[begin Input]

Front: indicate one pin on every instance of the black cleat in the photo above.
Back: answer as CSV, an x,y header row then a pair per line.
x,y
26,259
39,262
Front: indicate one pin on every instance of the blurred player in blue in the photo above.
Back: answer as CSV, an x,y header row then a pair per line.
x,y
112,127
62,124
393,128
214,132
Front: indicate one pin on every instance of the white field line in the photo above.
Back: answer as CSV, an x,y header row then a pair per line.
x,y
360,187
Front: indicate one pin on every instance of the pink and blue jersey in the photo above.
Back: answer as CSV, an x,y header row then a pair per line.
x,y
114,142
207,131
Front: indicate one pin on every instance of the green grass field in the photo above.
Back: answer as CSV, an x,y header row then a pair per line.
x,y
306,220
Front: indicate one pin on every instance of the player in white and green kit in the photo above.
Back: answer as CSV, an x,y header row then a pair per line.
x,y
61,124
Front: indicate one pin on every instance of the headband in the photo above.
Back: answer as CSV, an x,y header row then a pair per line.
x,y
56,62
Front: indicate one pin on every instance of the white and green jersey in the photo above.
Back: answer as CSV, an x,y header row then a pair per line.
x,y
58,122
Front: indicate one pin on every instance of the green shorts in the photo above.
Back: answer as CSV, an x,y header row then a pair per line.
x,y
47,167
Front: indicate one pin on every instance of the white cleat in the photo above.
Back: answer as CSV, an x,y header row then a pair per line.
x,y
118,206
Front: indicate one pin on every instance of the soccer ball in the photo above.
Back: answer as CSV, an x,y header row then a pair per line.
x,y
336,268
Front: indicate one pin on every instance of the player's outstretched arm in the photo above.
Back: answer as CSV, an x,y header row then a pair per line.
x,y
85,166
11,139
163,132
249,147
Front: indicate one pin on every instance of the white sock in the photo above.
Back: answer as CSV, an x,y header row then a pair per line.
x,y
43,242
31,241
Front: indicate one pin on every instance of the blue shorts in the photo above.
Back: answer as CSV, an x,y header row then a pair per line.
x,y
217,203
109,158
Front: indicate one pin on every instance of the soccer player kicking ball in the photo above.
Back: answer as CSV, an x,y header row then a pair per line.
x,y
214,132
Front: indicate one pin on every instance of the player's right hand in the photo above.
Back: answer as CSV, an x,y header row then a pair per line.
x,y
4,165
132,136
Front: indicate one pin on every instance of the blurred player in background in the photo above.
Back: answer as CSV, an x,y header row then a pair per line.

[end Input]

(Aim): Reproduce every line from the line with "Front: indicate one pin on every instance of the blue" through the end of the entries, requests included. Multiply each coordinate in the answers by 1.8 and round it to a whole number, rounding halves up; give only these lines.

(Expected answer):
Front: indicate one pin on every instance of the blue shorts in the photo above.
Back: answer as CSV, an x,y header row then a pair per line.
x,y
391,365
196,284
Front: indicate one pin on every instance of the soccer player kicking ball in the photo above.
Back: answer as CSV, an x,y header row then a pair per line.
x,y
385,238
Front: indicate one pin on every instance of the player's right hand in the photo above.
Back: answer as CSV, an x,y header row then a pair per line.
x,y
7,297
238,245
Front: indicate one pin on every instance of the blurred player in background in the photo above.
Back: answer as CSV, an x,y header row then a pair per line.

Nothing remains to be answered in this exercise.